* **Prompt**
Reproduce the data exactly.

** Opening Provided records block **

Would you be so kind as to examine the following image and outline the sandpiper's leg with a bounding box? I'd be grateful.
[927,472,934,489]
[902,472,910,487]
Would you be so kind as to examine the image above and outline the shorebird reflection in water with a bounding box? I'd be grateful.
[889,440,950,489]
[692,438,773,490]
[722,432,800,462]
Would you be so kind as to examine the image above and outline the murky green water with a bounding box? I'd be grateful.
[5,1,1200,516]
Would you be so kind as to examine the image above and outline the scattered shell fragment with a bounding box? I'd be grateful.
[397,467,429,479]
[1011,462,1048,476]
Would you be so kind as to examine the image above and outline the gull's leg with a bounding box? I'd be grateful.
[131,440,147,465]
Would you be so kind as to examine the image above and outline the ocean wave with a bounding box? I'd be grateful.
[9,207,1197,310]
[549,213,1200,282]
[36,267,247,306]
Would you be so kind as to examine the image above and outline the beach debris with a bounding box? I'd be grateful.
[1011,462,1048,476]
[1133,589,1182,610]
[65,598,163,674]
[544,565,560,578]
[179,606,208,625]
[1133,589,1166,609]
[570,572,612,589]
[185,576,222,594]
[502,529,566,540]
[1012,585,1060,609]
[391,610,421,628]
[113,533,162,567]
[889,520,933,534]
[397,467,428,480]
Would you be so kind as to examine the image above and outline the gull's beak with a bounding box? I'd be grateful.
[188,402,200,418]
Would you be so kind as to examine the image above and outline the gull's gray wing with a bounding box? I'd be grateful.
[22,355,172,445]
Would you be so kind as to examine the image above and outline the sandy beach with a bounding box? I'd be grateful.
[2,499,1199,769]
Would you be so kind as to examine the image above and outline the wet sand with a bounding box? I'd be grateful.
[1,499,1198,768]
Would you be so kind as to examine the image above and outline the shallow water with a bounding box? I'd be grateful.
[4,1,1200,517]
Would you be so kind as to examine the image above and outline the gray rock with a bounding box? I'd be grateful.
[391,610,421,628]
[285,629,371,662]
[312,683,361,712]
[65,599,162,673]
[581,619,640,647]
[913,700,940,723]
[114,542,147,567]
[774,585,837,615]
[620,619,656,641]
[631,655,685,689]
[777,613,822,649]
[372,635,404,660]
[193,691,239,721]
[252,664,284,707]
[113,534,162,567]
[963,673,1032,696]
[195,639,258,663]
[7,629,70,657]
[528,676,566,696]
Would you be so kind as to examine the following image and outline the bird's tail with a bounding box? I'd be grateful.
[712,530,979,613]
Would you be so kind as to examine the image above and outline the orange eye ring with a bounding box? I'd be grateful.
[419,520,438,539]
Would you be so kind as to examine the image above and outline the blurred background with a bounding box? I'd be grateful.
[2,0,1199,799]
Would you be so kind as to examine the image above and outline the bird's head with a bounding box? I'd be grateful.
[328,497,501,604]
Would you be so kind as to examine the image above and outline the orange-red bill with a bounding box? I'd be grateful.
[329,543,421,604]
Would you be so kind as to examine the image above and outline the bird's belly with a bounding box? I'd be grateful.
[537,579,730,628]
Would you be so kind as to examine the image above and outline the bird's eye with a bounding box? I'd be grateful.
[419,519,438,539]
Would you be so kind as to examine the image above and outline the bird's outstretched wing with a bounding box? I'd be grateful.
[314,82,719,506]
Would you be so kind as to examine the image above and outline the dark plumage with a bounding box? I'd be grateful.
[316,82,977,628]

** Closing Provided records block **

* **Output for this task**
Would you be so kind as to examine the following image and outline the sandpiper's leg with a bounding box? I'd be grateful.
[927,472,934,489]
[902,472,910,487]
Would you be so kind as to examine the image above and outline the shorebird reflection in water with a bounding box? I'd be grateful.
[889,440,950,489]
[692,438,773,490]
[722,432,800,462]
Would you be so kind as to examine the image above and outline the murky green water with a bounding box? I'd be grateful.
[5,1,1200,516]
Would you be so kind as to examine the image above and outline the scattered shell fragment with a bounding box? I'd be grateful.
[397,467,429,479]
[1011,462,1048,476]
Would you be so kind as to examine the image above and outline the gull's leg with a bounding box? I'd be grateful.
[131,440,147,465]
Would you be so kind as to examine the image above and outline the ocean wave with a bounding box? I'd be grateful.
[9,207,1197,310]
[549,213,1200,282]
[36,267,247,306]
Would you be so kind as to examine the image above and outline the beach debris with a bounding box? I'd be grateful.
[1011,462,1048,476]
[1133,589,1182,610]
[65,598,163,674]
[544,565,560,578]
[179,606,208,625]
[1133,589,1166,609]
[570,572,612,589]
[185,576,222,594]
[502,529,566,540]
[1012,585,1060,609]
[391,610,421,628]
[113,533,162,567]
[889,520,933,534]
[397,467,428,480]
Would you be so kind as to examine the image above and outline the gull's beak with a bounding box? I'd be grateful.
[188,402,200,418]
Would you be so kind as to examine the image above and outline the gull's gray wing with a bounding box? I'd be grateful.
[22,355,172,445]
Would you be so kind as to examine the image above and outline the sandy beach with a bounding box? I'd be grateful.
[2,499,1199,769]
Would you be so kind as to examine the image above and outline the wet sand with a bounding box? I'd be grateful.
[1,499,1198,768]
Would you be so kind as to examine the image above and outline the shallow water with a bounding box? I'd be grateful.
[4,1,1200,517]
Would you be so kind as to examine the image above and outline the gray rock with a bounding box? I'd be grateful.
[391,610,421,628]
[285,629,371,662]
[312,683,361,712]
[65,599,162,673]
[581,619,640,647]
[913,700,940,723]
[114,542,147,567]
[774,585,837,615]
[620,619,656,641]
[631,655,685,689]
[777,613,822,649]
[372,635,404,660]
[193,691,239,721]
[252,664,284,707]
[113,534,162,567]
[963,673,1032,696]
[195,639,258,663]
[7,629,70,657]
[528,676,566,696]
Would you be so kind as to examine the following image and outline the bird's tail with a bounding box? I'd be grateful.
[712,530,979,613]
Would you be so kind as to examine the image above and outline the orange eye ring with a bounding box? I'd be grateful.
[419,520,438,539]
Would you be so kind as to examine the image above and outline the blurred background with a bounding box? I'd be grateful.
[2,0,1199,799]
Would you be so kind as to examine the image above and outline the bird's head with a bounding box? I'd be grateful.
[328,497,501,604]
Would you be so kind as to examine the image above and outline the orange-red bill with a bounding box? I'd be grateful.
[329,543,421,604]
Would you be so kind as to examine the image above and outline the bird's belly with a bounding box? I'd be grateful.
[537,579,730,628]
Would you be so kind as to examine the image above and outline the bird's eye with a bounding box? I'd be grateful.
[419,519,438,539]
Would you be so kind as to examine the image above and outline the bird's outstretched wing with a bounding box? I'd be grateful.
[314,82,719,506]
Would you be so kind as to examine the image above and outline the dark plumage with a bounding box? I'd be grateful.
[316,82,977,628]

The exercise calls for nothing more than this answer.